● **TASK PROMPT**: Print, from the listing below, the lines starting at the line containing "the tree, each" and ending at the line containing "pixel 363 100", exactly as they stand, and print nothing else.

-------- EXTRACTED DATA --------

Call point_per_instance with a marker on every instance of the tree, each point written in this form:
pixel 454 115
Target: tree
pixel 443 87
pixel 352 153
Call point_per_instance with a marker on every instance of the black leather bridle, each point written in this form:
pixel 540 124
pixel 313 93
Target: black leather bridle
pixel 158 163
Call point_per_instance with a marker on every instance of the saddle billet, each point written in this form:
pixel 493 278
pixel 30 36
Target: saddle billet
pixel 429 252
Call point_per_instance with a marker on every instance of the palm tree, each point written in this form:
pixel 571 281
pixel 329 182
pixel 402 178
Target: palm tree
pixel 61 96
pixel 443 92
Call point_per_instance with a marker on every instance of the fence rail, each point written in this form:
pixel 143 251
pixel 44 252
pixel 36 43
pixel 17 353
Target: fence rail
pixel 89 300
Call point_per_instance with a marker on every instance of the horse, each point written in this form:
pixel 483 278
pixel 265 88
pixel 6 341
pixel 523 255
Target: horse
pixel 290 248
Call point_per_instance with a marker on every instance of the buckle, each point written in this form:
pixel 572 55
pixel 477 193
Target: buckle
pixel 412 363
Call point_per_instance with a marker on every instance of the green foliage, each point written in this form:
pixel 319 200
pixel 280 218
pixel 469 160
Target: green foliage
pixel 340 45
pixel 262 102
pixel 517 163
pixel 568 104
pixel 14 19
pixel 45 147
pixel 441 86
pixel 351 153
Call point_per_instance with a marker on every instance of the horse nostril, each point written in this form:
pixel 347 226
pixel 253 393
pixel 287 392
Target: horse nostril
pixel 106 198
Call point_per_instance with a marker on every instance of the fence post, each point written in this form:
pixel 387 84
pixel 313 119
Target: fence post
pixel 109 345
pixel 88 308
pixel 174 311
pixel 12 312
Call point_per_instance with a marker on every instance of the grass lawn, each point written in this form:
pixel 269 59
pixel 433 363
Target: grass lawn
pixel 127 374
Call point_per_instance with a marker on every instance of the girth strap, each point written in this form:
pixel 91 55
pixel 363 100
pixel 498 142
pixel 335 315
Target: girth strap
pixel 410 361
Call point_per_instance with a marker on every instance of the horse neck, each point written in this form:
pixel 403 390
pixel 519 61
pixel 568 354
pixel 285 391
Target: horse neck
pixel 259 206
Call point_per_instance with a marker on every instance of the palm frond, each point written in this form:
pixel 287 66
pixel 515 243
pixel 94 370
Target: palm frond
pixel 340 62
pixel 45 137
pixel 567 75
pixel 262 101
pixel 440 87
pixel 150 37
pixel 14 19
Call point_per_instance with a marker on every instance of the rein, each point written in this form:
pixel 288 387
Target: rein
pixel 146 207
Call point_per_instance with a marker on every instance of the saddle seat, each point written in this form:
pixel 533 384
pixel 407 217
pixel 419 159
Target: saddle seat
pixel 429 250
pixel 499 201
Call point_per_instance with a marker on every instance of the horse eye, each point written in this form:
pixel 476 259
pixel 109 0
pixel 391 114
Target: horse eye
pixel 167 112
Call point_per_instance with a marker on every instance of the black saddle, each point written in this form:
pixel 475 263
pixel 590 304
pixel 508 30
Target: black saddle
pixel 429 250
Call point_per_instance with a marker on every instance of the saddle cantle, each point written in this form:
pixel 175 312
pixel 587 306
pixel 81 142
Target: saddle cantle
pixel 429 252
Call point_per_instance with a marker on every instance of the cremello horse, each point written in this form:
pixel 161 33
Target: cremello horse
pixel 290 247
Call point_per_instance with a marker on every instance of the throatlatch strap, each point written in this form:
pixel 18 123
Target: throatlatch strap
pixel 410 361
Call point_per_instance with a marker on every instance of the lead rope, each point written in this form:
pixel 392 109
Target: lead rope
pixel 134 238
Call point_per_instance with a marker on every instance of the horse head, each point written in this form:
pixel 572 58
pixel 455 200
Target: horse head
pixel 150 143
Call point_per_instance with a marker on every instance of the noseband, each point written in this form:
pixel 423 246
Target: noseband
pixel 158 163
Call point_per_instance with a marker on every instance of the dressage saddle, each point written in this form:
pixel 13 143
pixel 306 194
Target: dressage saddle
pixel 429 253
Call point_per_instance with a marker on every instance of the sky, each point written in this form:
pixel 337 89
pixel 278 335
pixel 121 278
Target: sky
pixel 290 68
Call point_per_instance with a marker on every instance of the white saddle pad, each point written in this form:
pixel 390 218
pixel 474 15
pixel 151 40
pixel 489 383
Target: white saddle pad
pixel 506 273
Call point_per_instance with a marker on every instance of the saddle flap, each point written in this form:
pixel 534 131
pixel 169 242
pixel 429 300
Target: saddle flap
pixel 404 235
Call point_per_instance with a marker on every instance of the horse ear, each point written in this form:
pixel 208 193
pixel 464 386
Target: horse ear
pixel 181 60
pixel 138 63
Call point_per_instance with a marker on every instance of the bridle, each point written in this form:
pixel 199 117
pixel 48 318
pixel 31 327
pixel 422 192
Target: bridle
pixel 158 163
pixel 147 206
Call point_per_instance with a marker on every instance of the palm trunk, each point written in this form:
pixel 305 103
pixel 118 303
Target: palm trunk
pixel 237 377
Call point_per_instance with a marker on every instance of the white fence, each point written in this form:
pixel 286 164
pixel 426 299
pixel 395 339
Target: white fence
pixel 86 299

--------
-------- EXTRACTED DATA --------

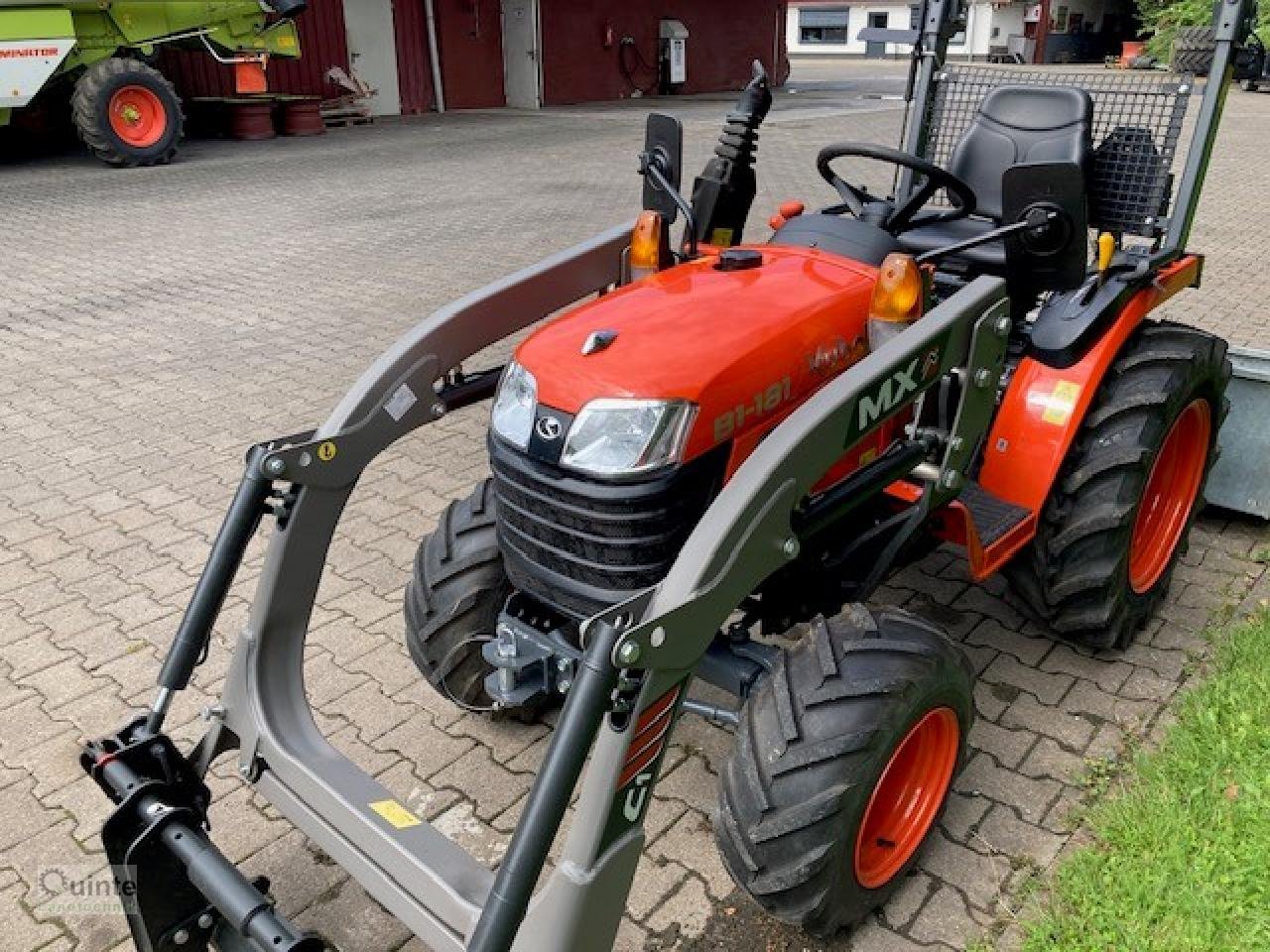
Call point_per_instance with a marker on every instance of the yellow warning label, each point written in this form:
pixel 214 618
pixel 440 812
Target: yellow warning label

--------
-------- EXTRACTED DATA --------

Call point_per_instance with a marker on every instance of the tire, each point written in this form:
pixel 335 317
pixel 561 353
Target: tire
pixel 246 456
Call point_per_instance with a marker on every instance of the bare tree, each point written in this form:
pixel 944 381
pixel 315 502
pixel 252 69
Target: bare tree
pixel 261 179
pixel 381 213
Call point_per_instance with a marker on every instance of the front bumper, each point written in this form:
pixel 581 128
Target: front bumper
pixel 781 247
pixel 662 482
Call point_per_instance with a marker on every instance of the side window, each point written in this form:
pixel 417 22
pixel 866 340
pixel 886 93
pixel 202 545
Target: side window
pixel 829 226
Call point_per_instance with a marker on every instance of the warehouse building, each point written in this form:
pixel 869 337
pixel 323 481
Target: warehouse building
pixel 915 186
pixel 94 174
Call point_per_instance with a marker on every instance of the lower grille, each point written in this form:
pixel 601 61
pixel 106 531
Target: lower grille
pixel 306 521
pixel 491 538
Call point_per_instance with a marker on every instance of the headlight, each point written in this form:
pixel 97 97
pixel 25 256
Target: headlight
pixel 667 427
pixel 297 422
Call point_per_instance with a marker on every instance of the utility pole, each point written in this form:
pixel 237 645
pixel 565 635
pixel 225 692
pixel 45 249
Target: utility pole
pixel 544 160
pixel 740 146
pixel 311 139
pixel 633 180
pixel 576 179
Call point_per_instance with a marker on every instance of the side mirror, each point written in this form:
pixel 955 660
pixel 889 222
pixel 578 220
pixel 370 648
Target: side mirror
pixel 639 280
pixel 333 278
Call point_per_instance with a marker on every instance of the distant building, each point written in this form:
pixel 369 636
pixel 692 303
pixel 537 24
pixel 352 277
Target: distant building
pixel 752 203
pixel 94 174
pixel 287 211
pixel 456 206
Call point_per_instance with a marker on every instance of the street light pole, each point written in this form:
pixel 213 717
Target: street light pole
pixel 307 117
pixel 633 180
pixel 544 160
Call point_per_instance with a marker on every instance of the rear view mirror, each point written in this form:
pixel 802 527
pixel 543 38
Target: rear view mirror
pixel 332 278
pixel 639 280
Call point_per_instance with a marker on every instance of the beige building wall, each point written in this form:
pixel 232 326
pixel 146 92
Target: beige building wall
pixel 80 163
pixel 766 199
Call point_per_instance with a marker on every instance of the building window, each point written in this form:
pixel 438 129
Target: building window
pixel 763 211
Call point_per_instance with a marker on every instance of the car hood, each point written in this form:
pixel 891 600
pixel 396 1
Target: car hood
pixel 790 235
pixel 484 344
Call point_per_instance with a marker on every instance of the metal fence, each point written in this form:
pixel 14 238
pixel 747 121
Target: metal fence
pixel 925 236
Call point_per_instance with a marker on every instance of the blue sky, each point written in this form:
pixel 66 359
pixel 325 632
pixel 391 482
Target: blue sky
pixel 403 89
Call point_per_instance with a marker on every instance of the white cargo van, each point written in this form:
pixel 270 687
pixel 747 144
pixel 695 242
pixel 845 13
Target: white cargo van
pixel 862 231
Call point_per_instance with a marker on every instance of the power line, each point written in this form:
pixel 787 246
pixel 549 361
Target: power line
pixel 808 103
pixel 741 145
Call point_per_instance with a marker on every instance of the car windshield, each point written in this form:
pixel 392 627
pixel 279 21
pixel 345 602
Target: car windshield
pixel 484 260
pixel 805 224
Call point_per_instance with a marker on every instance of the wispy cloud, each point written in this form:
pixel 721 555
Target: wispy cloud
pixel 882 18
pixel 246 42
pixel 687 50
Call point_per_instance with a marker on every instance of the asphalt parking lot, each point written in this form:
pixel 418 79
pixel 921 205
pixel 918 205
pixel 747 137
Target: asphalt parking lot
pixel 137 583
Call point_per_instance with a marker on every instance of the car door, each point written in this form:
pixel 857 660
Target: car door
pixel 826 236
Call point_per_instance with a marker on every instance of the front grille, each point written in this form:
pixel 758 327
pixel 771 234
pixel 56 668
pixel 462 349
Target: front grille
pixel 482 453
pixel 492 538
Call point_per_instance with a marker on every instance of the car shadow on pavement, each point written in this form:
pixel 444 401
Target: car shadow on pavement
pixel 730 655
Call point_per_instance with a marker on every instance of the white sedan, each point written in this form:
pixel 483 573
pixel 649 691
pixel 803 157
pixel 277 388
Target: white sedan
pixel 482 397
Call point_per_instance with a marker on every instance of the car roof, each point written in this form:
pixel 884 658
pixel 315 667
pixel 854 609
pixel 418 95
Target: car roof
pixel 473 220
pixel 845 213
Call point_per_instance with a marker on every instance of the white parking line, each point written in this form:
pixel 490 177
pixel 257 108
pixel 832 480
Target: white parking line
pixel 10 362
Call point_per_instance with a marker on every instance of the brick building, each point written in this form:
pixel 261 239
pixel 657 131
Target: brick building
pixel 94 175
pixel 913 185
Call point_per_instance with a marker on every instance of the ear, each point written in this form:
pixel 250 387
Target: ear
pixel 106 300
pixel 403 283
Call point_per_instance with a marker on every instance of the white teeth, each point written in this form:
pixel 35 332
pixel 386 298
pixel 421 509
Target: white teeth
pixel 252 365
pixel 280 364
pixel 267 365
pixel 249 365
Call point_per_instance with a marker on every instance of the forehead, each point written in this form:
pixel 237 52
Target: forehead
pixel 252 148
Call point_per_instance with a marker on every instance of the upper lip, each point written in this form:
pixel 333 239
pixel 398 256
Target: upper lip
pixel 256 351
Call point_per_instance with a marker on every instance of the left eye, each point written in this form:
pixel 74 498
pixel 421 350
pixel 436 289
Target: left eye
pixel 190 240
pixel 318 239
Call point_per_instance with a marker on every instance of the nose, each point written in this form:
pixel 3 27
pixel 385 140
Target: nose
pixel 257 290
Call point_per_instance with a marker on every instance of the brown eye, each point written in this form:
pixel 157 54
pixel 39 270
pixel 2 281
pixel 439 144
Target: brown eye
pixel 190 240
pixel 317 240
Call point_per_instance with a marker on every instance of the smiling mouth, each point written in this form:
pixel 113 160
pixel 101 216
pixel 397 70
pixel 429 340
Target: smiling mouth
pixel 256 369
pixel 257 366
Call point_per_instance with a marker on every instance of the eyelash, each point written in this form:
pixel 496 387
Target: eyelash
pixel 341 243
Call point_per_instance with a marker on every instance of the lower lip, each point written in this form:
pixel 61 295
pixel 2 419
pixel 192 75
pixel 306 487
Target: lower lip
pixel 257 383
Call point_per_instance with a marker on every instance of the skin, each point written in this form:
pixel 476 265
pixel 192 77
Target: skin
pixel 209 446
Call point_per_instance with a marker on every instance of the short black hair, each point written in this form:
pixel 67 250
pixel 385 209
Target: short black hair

--------

● **ANSWER BELOW**:
Call point_per_instance with a marker on every instance of the tree, each point written in this form:
pixel 454 115
Target: tree
pixel 443 87
pixel 352 153
Call point_per_instance with a marker on every instance of the black leather bridle, each point written in this form:
pixel 540 124
pixel 313 93
Target: black leather bridle
pixel 158 163
Call point_per_instance with a marker on every instance of the saddle billet, each point written in this form:
pixel 493 278
pixel 30 36
Target: saddle billet
pixel 429 252
Call point_per_instance with a marker on every instance of the palm tree, each point written in this form:
pixel 571 281
pixel 329 182
pixel 402 178
Target: palm tree
pixel 61 96
pixel 443 92
Call point_per_instance with a marker on every instance of the fence rail, each point written in this form:
pixel 143 251
pixel 44 252
pixel 36 43
pixel 17 353
Target: fence rail
pixel 89 300
Call point_per_instance with a marker on every instance of the horse, each point written in this form:
pixel 483 278
pixel 265 88
pixel 6 341
pixel 523 255
Target: horse
pixel 290 248
Call point_per_instance with a marker on every instance of the buckle, each point written in this form:
pixel 572 55
pixel 477 193
Target: buckle
pixel 412 363
Call point_per_instance with a marker on every instance of the green foliage, each point written in this form:
pixel 319 200
pixel 280 218
pixel 469 160
Target: green foliage
pixel 340 45
pixel 262 102
pixel 517 163
pixel 568 104
pixel 14 19
pixel 45 147
pixel 441 86
pixel 351 153
Call point_per_instance with a marker on every instance of the horse nostril, each point written in this form:
pixel 347 226
pixel 253 393
pixel 287 392
Target: horse nostril
pixel 106 198
Call point_per_instance with a marker on every instance of the fence post, each point written in this form:
pixel 387 84
pixel 313 119
Target: fence post
pixel 109 345
pixel 88 308
pixel 174 311
pixel 12 312
Call point_per_instance with a marker on every instance of the grass lawn, each point written in this form:
pixel 269 59
pixel 433 363
Target: grass lawn
pixel 127 374
Call point_per_instance with a marker on every instance of the girth strap, each point written in this form:
pixel 91 55
pixel 363 100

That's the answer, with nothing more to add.